--- START ---
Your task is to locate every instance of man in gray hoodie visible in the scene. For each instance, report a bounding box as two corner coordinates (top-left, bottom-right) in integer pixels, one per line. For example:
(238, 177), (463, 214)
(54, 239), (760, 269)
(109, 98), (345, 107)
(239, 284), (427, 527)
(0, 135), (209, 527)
--- END ---
--- START ---
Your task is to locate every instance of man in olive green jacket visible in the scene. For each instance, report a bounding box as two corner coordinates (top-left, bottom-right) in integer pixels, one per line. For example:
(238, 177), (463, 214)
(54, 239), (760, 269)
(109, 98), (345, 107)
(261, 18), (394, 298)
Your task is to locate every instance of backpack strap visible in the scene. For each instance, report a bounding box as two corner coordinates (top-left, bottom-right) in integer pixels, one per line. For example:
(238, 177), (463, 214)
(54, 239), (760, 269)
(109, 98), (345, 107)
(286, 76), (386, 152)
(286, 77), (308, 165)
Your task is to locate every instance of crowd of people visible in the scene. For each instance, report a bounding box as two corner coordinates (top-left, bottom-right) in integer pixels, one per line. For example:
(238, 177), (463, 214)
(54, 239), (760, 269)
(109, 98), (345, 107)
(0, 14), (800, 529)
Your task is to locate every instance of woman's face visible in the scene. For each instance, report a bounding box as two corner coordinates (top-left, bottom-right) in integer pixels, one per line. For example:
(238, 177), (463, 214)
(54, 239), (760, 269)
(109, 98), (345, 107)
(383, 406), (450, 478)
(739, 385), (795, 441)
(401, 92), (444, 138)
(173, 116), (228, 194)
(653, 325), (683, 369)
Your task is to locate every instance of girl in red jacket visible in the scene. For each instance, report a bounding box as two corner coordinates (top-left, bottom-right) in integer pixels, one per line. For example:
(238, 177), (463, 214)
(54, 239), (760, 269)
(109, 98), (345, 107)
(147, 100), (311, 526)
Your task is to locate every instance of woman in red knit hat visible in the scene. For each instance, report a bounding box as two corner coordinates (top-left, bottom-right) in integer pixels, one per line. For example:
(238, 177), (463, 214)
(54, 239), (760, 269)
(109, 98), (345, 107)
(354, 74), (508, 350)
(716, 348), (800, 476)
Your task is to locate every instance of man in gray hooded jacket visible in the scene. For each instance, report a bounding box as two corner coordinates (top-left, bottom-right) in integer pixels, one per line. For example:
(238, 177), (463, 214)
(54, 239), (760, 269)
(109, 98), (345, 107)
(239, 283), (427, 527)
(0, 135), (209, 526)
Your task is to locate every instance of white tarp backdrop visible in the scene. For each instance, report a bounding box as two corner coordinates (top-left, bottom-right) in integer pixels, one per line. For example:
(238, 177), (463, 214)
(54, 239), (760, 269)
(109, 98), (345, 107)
--- END ---
## EXERCISE
Rewrite only the part of the data that opens with the line containing "in gray hooded" and closes with the line containing "(0, 135), (209, 526)", including both ends. Leave the request and its sample coordinates unchanged, and scale each bounding-box coordinate in the answers by 2.05, rounding to whole numbers with halves rounded up.

## RESULT OF THE EXERCISE
Your task is to locate every instance of man in gray hooded jacket visible in the scene. For each instance, report a bounding box as two corner coordinates (top-left, bottom-right) in integer pixels, one per line. For example:
(238, 177), (463, 214)
(54, 239), (760, 269)
(109, 98), (345, 107)
(490, 580), (875, 1080)
(0, 277), (428, 1078)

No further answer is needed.